What this exercise asks —
• a. How old was Theresa Xu when she sought to freeze her eggs, according to the article on China's egg-freezing ban?
• b. Please rewrite everything from "By Hao Wang." down to "to single women." in the article on China's egg-freezing ban, replacing "Beijing" with "Shanghai".

Text —
================

China’s National Health Commission bans single women from freezing eggs: with or without legal and ethical justifications?

By Hao Wang.

Theresa Xu, ‘the first Chinese single woman to sue for her right to freeze eggs,’ lost her lawsuit last year. In 2020, Xu, then 30, sought to freeze eggs in a hospital in Beijing. Xu was not ready to be a mother then, but thought she might want to be one in the future. Therefore, she hoped to preserve fertility through oocyte cryopreservation – also known as ‘elective,’ ‘social,’ or ‘non-medical’ egg freezing, to give her future self more options. However, she was told that the egg freezing service was not open to single women.

Feeling unfairly treated, Xu sued the hospital for discriminating against unmarried women. The case underwent several trials before the court held that the hospital’s refusal of service was not discriminatory and fully complied with the current medical regulations. Indeed, according to a series of regulations and ethical principles issued by China’s former Ministry of Health (the predecessor of today’s National Health Commission), which are still in effect today, assisted reproductive technologies (ART) can only be applied for by infertile married couples.

In China, egg freezing technology first attracted public attention in 2015 when a famous movie star revealed in an interview that she had frozen eggs overseas. In recent years, an increasing number of Chinese women have been interested in freezing eggs. Some already paid high fees to freeze eggs abroad. Xu’s lawsuit made egg freezing a hot topic across the country again, prompting reflections on the legitimacy of the National Health Commission’s current policy.

================

Dataset —

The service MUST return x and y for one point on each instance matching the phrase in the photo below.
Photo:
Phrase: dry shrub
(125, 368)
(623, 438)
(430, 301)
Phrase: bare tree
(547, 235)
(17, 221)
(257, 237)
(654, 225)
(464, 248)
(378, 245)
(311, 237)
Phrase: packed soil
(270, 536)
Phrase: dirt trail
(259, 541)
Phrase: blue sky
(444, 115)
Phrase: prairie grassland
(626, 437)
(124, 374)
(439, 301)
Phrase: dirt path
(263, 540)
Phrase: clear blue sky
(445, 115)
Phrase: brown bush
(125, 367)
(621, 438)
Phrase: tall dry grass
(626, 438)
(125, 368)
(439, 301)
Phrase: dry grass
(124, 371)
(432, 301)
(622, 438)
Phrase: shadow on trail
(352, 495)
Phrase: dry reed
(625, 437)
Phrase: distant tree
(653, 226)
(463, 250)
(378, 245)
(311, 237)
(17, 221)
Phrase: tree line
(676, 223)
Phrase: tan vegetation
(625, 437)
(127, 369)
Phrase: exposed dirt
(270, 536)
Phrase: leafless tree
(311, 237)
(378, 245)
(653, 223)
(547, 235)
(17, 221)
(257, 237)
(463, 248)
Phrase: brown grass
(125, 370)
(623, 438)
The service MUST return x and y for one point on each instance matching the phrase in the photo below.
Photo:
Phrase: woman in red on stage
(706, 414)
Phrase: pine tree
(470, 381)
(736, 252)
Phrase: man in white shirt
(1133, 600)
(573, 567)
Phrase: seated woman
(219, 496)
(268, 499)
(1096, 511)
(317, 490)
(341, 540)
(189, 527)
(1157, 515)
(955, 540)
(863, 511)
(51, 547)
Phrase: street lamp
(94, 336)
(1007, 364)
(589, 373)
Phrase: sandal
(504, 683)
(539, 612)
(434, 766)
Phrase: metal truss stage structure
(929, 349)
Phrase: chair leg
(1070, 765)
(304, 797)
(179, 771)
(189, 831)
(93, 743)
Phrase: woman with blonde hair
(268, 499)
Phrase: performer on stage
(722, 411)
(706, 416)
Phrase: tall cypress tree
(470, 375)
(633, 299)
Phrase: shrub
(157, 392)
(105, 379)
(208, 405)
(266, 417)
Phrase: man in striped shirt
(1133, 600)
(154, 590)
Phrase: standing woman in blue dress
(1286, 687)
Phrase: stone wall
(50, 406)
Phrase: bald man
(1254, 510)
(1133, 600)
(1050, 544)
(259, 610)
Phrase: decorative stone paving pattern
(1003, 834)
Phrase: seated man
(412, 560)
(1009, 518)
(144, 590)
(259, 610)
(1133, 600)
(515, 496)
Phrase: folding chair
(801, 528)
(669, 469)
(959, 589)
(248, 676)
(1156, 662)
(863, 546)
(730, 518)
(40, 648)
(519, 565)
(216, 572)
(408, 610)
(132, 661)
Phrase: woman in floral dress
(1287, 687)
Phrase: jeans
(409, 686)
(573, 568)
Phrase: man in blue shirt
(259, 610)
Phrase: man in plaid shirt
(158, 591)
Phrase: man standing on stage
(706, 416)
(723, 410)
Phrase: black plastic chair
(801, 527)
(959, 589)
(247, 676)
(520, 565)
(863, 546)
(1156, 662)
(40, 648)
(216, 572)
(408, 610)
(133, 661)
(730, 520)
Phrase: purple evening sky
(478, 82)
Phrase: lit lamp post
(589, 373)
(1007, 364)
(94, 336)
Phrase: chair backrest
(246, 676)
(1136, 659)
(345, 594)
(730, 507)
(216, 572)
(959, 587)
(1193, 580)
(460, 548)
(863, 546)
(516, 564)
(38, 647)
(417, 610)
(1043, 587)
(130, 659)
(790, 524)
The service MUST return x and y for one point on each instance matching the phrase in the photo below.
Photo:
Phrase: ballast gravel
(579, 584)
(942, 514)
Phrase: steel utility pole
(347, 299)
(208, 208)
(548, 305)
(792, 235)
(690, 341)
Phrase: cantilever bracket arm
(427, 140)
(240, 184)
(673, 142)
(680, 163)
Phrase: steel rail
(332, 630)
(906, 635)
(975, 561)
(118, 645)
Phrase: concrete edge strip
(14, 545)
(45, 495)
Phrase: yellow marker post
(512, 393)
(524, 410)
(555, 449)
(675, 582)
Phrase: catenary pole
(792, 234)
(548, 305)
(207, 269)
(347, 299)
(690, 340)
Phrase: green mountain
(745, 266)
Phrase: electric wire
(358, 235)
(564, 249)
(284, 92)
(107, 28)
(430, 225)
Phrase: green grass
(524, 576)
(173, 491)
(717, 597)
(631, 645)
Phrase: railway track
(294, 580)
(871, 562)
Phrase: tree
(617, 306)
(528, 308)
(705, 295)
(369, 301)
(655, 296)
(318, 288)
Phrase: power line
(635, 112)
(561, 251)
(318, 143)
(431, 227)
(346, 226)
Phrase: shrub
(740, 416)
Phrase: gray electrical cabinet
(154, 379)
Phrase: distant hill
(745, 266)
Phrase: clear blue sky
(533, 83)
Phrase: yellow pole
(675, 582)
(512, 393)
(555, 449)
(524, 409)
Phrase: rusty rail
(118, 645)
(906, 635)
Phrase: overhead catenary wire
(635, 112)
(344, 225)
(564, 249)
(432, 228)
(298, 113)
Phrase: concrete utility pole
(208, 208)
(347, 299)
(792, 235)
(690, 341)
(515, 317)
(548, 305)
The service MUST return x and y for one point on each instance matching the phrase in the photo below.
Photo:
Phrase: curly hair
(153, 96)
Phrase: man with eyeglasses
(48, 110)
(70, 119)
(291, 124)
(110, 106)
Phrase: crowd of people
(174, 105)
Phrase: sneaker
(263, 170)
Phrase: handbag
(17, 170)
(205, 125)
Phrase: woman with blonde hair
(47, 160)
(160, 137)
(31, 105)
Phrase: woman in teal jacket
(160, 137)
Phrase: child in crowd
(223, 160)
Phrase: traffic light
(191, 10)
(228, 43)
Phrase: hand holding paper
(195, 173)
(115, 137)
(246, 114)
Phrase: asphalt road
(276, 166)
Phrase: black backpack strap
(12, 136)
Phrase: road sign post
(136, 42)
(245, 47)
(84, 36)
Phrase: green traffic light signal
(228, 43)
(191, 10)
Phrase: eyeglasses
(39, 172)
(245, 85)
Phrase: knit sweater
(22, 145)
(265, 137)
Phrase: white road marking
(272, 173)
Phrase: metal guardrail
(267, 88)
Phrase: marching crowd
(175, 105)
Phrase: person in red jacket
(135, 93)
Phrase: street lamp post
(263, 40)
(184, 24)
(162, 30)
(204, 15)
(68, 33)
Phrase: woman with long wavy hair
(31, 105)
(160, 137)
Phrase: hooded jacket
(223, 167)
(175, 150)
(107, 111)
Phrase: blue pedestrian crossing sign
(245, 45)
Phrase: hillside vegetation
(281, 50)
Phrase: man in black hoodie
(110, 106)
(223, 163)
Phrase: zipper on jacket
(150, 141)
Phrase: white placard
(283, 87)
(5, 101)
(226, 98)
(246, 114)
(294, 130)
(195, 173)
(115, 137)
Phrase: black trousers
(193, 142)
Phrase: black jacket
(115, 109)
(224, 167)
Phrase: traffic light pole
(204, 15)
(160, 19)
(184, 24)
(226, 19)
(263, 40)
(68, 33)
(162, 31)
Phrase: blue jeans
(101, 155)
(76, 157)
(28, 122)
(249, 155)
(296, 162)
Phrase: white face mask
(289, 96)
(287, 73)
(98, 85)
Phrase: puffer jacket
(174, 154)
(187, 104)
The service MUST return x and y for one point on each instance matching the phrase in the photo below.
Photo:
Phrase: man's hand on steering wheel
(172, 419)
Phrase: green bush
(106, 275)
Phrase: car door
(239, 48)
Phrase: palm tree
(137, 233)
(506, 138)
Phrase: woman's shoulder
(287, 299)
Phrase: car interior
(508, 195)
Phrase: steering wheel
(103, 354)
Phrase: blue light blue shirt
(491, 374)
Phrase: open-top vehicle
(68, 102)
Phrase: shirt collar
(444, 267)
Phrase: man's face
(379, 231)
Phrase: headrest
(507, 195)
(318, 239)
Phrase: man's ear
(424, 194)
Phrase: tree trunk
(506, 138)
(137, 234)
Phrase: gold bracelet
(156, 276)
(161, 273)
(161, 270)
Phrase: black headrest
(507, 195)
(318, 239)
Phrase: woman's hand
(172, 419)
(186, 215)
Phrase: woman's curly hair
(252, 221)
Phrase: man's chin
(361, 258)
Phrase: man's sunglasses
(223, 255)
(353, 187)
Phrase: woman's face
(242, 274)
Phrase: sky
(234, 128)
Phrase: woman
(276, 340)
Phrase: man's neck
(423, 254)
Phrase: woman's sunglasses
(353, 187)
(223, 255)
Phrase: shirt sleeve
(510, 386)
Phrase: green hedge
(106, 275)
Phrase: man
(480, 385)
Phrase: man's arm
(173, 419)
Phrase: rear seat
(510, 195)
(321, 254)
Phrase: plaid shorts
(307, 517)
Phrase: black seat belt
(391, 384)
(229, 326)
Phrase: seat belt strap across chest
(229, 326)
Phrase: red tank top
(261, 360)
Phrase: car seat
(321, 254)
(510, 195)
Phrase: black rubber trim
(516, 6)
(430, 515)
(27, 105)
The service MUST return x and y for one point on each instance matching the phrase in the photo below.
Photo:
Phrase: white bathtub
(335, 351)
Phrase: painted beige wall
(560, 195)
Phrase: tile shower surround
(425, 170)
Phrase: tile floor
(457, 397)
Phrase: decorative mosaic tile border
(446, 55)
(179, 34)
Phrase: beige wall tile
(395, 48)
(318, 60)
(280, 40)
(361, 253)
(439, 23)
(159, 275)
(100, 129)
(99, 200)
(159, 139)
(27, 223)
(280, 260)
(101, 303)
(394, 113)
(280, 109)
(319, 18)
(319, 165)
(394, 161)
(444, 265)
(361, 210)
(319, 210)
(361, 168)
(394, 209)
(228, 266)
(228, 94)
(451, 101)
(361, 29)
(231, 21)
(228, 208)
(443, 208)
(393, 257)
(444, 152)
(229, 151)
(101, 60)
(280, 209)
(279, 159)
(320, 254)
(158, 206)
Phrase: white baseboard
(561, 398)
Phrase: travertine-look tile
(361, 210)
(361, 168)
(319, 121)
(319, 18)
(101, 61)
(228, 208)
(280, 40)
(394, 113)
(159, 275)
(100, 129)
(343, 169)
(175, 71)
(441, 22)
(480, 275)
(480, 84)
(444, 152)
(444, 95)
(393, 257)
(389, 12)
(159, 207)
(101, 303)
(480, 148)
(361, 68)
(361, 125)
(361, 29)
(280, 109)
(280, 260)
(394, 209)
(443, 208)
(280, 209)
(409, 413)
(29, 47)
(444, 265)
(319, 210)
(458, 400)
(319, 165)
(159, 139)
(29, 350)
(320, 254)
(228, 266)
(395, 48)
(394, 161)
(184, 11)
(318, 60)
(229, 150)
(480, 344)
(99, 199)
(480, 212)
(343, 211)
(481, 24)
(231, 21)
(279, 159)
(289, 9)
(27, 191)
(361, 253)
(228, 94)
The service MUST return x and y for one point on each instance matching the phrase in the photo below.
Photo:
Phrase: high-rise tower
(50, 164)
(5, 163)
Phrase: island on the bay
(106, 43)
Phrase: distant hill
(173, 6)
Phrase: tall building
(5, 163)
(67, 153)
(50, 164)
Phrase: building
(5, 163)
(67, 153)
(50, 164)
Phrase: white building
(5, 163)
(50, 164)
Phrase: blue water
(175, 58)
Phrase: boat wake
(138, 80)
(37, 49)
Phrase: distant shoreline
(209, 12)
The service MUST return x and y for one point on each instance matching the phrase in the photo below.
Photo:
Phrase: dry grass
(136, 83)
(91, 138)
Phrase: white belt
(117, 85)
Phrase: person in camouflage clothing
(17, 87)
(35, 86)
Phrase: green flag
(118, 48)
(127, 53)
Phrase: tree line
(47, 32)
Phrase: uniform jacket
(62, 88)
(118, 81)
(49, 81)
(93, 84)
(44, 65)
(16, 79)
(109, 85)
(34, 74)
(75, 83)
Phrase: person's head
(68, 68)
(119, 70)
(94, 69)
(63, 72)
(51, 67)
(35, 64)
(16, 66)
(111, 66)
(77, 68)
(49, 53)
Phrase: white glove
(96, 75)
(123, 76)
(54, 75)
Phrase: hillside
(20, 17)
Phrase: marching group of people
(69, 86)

================

Answers provided —
• a. She was 30.

• b.
By Hao Wang.

Theresa Xu, ‘the first Chinese single woman to sue for her right to freeze eggs,’ lost her lawsuit last year. In 2020, Xu, then 30, sought to freeze eggs in a hospital in Shanghai. Xu was not ready to be a mother then, but thought she might want to be one in the future. Therefore, she hoped to preserve fertility through oocyte cryopreservation – also known as ‘elective,’ ‘social,’ or ‘non-medical’ egg freezing, to give her future self more options. However, she was told that the egg freezing service was not open to single women.